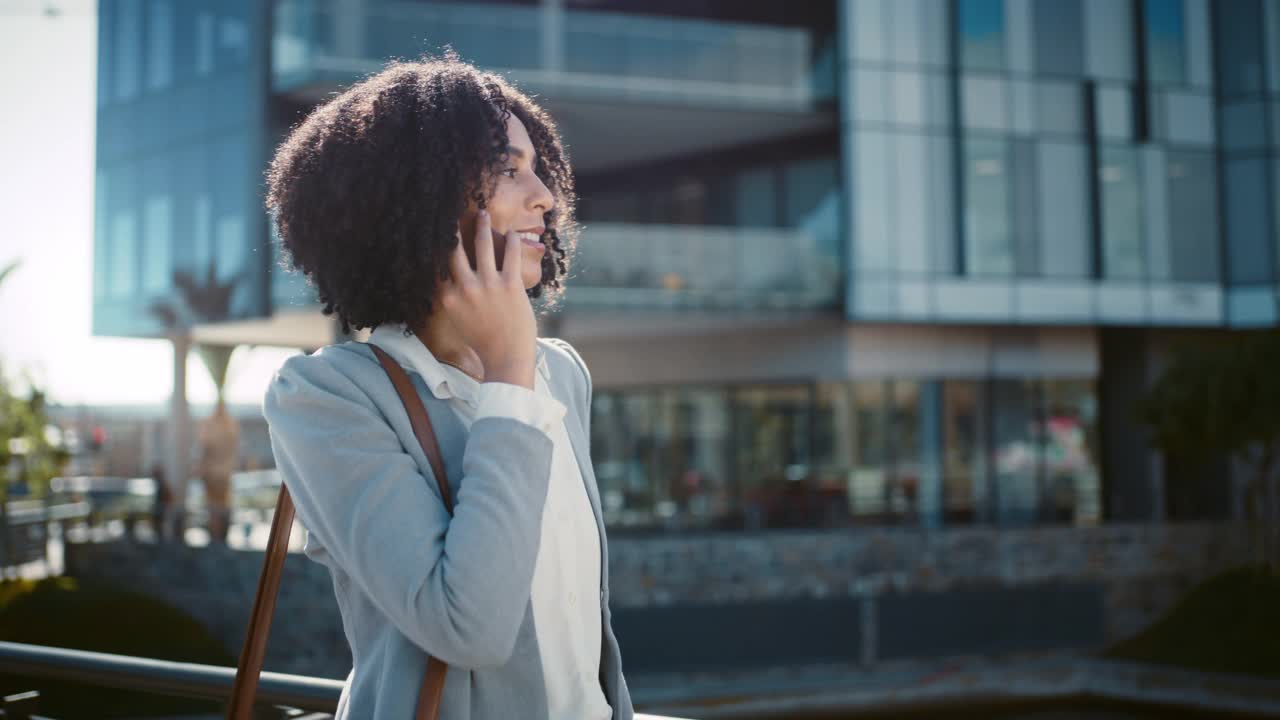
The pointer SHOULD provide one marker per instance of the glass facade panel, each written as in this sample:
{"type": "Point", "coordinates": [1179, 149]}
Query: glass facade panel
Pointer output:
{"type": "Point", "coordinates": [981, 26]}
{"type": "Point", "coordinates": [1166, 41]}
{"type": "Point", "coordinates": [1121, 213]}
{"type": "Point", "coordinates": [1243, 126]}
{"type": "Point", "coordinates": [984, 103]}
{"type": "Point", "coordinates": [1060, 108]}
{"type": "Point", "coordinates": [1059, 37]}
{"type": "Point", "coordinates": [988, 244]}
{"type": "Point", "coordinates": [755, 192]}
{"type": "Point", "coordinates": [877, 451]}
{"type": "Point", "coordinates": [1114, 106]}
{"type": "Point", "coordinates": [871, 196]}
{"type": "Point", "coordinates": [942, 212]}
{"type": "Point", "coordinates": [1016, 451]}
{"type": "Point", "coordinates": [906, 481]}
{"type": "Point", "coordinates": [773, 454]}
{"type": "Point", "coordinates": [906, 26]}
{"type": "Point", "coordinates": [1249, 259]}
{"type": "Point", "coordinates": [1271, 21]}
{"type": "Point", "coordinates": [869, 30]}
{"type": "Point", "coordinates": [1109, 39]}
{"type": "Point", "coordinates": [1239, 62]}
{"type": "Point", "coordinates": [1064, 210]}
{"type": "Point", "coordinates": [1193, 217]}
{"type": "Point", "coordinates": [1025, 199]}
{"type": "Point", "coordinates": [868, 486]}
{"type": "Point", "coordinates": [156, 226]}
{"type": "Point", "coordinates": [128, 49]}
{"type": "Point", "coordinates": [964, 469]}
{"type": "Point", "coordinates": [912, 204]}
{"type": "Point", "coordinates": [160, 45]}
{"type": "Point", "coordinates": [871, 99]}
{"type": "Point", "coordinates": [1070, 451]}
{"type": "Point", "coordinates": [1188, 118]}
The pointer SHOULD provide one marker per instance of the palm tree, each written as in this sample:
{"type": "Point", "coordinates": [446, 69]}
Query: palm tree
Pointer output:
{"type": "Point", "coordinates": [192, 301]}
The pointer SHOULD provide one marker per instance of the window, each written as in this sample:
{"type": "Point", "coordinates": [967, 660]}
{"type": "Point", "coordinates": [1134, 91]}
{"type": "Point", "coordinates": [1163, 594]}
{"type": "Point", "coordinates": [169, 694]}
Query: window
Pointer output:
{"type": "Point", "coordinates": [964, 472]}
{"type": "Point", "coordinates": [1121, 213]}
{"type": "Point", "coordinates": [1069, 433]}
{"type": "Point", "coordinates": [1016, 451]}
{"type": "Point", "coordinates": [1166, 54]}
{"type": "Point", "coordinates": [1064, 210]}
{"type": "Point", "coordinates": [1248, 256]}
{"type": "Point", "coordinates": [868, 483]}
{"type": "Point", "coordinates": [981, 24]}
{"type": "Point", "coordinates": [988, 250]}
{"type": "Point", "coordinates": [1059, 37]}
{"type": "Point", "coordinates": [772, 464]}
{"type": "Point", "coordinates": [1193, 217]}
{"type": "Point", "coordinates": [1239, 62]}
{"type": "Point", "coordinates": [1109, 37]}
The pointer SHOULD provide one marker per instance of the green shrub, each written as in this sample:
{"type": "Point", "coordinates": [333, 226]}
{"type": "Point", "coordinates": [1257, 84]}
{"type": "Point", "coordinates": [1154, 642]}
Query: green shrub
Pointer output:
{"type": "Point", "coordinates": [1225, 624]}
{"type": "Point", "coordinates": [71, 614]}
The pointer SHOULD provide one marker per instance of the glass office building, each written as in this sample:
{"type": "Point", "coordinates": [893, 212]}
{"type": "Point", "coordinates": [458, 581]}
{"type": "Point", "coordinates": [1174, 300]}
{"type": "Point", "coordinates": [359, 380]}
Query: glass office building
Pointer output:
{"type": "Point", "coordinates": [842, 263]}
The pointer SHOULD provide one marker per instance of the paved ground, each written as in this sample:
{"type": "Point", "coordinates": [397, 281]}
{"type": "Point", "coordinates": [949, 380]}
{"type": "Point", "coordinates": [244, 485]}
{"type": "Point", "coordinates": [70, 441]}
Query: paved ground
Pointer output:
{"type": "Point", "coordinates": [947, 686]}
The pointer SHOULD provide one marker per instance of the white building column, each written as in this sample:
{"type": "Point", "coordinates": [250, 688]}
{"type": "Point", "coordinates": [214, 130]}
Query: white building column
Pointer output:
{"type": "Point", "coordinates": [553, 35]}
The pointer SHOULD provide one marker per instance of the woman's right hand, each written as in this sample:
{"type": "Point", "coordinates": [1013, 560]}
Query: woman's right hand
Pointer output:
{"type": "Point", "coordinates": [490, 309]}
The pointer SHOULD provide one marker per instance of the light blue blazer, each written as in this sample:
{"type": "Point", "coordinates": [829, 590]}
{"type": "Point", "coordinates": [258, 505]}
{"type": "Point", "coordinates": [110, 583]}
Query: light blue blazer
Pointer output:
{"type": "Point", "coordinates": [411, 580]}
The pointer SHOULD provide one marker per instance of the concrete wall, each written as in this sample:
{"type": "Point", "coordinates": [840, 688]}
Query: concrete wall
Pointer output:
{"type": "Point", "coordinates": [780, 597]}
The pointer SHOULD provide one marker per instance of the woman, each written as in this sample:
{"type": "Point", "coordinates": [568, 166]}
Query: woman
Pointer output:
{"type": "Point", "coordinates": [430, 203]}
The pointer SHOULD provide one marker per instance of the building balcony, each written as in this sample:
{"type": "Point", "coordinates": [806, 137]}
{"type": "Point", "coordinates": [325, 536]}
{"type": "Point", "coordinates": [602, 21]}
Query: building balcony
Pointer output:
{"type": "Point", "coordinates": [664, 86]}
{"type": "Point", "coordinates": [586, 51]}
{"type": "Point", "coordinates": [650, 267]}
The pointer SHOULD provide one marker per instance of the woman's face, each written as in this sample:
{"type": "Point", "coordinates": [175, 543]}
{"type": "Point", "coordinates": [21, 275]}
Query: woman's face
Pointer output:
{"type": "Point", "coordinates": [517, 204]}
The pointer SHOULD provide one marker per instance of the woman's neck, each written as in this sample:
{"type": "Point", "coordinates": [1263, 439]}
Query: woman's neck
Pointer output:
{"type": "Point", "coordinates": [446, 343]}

········

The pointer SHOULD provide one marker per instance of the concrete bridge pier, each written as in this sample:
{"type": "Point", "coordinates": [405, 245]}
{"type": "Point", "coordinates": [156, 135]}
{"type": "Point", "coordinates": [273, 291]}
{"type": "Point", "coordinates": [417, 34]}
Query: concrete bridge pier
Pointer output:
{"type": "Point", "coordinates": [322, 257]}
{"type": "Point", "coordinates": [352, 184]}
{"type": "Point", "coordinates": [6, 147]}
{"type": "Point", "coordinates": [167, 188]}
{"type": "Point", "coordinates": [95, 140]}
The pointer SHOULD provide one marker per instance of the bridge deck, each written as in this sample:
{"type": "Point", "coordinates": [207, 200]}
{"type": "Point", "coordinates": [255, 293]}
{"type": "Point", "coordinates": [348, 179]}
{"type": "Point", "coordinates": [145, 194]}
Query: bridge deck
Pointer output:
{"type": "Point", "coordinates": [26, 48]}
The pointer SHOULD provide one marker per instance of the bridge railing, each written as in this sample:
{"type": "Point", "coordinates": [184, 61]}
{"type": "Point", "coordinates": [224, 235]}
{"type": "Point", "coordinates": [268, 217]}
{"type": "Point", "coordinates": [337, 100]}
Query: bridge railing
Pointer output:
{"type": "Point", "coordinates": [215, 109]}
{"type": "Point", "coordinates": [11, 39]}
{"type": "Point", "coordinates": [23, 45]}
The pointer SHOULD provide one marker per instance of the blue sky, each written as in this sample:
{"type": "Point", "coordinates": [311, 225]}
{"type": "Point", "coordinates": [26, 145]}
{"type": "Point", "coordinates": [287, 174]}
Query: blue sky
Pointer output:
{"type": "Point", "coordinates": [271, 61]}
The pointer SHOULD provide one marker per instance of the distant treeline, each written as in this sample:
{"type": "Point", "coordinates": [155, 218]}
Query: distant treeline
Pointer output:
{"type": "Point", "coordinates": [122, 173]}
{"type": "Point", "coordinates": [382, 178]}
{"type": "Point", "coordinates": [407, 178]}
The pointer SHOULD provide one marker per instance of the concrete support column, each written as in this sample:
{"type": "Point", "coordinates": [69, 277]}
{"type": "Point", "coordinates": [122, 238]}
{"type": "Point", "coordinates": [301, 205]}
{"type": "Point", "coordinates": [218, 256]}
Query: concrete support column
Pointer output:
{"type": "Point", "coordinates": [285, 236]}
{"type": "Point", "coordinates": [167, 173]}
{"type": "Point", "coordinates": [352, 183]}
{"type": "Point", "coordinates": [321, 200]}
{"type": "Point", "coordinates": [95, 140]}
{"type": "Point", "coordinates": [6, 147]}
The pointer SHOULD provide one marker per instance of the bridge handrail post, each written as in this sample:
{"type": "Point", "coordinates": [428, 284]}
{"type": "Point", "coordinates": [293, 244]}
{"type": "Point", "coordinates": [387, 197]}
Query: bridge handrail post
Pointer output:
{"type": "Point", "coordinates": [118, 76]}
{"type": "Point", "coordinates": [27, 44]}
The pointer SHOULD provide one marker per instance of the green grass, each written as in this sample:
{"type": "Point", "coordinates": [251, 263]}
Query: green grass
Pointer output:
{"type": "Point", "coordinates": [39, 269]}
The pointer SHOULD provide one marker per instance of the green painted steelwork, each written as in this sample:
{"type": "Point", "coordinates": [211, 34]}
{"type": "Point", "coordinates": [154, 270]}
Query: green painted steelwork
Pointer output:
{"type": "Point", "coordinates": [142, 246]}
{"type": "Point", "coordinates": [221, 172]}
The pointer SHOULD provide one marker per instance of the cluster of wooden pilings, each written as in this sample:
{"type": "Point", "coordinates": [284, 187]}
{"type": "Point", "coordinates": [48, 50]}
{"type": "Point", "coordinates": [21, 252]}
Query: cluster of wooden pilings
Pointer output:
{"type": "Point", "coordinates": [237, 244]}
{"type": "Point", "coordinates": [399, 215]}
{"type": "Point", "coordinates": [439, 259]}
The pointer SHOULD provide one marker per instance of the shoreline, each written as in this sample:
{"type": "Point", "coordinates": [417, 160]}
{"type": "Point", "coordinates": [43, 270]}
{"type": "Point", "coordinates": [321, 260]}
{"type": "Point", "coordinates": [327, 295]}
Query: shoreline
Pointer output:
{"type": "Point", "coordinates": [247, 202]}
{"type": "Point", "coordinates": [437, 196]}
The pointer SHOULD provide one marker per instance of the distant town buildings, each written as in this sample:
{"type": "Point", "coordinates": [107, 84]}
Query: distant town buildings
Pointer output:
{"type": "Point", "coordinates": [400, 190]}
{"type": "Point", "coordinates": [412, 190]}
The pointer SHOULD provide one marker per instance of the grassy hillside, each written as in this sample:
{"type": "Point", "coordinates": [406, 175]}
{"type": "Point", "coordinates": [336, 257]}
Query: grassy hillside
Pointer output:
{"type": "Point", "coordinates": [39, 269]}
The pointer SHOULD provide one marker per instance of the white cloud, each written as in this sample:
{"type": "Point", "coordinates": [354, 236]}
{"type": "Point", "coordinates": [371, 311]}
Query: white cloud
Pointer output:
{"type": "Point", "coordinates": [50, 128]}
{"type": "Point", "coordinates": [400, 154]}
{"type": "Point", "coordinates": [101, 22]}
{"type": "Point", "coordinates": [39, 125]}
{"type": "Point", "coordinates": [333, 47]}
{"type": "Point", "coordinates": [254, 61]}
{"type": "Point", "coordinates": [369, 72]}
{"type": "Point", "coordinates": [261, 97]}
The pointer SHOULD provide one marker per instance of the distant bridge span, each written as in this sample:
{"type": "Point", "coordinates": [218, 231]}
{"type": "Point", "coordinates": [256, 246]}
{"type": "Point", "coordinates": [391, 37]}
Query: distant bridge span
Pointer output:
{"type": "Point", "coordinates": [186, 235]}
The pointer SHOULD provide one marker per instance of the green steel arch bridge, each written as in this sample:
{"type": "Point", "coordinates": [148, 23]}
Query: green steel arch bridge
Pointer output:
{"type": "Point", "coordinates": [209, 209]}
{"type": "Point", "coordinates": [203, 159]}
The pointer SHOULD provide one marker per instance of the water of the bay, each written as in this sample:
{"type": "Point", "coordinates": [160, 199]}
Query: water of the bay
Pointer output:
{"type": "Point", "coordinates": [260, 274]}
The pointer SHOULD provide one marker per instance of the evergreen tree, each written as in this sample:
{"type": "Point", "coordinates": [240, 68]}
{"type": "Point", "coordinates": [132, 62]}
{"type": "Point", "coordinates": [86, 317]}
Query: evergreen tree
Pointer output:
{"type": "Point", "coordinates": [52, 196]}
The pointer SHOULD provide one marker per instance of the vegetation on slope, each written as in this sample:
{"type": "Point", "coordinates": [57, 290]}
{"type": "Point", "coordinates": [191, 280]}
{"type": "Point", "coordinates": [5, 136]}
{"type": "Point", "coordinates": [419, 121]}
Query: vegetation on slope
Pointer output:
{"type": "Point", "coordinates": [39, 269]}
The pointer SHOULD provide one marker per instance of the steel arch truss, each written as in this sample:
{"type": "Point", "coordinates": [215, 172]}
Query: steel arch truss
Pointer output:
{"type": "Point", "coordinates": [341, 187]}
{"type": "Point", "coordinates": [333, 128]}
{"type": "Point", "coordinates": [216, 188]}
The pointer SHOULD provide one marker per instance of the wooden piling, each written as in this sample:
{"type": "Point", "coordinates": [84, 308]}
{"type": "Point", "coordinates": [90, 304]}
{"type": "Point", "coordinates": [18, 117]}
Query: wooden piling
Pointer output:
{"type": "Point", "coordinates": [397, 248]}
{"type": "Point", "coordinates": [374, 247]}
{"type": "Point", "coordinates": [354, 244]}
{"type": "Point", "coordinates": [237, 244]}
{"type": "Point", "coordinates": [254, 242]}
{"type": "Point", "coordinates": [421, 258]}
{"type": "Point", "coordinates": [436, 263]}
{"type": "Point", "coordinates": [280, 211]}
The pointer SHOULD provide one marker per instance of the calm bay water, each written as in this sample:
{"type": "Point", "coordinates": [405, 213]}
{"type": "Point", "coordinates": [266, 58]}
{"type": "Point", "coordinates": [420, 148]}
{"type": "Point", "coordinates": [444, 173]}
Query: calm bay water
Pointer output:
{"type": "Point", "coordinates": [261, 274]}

········

List every line of the entries above that contains the string "vegetation", matching case exactly.

Output for this task:
The pointer SHOULD provide one marker per instance of the vegetation on slope, each written as in this sample:
Query: vegetation on slope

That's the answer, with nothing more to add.